_Supplied text_.

BEGIN

Though many marketers are focusing on how the 2010 U.S. Census will show growth in the Hispanic population, a new study argues that the African-American community presents another great opportunity. The report, commissioned by BET and based on U.S. Census Bureau data, shows that black Americans are both more well-off and more suburban than previously thought.
Overall, the report, entitled “African Americans in 2010,” finds that the black population is growing 34 percent faster than the population as a whole. When the U.S. Census tallies its 2010 numbers, demographers expect it will show that there are about 50 million Hispanics in the U.S. and around 42 million African Americans. But though there are fewer African Americans, the population is changing in ways that make such consumers more attractive to marketers, namely:
• African Americans are nearly six years younger than all consumers; 47 percent are between 18 and 49 years old, which is considered the top-spending age demo by marketers.
• Black households making $75,000-plus have increased 47 percent in the last five years—1.5 times faster than the general population.

END

_Objective A_.
In the piece on African American consumers, why does the text stress that 47 percent of African Americans are between 18 and 49 years old? Answer in one to three sentences.
_Objective B_.
Extend the piece on African American consumers, picking up right after its last sentence.

_Collected data_.
BEGIN

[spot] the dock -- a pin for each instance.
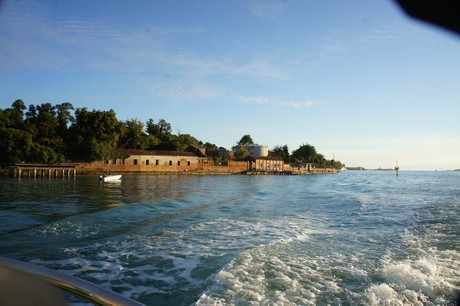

END

_Exercise result A_.
Marketers consider 18 to 49 the top-spending age group. Having nearly half of African Americans in that range is one way the population is changing that makes these consumers more attractive to marketers.

_Exercise result B_.
• If current trends continue, by 2015 more than half of all black Americans will live in the suburbs.
• Although their population is smaller, there are more African-American households in the U.S. than Hispanic households because the latter tend to have larger families.
• Forty-two percent of black adults have never married compared to 26 percent of all adults. This trend is increasing among younger age groups.
Jacklynn Topping, a business strategist and co-author of the study, acknowledged that there is some bad news as well. Although more young black women are going to college, men of the same age are not achieving at the same levels, by and large. She said, “I have not seen anything that indicates that is changing.”
But the data shows a change in the population that Topping believes marketers should act on. “The main point is that in times when you’ve got flat or declining sales, this is a growth market, and marketers need to look at it like that,” she said.
For instance, Topping said that although Diane Keaton does ads for L’Oreal and Ellen DeGeneris promotes CoverGirl, there is currently no black “face of aging,” though there are plenty of African-American baby boomers approaching their seventh decade.
Peter Franchese, co-author of the study and founder of American Demographics, said he believes the black population is very similar to where the overall population was 15 or 20 years ago in terms of education, income and geographic concentration. Franchese said most people are unaware that blacks are moving to the suburbs in such great numbers. “We tend to think of blacks living in the inner cities and nowhere else, but that’s no longer true,” he said.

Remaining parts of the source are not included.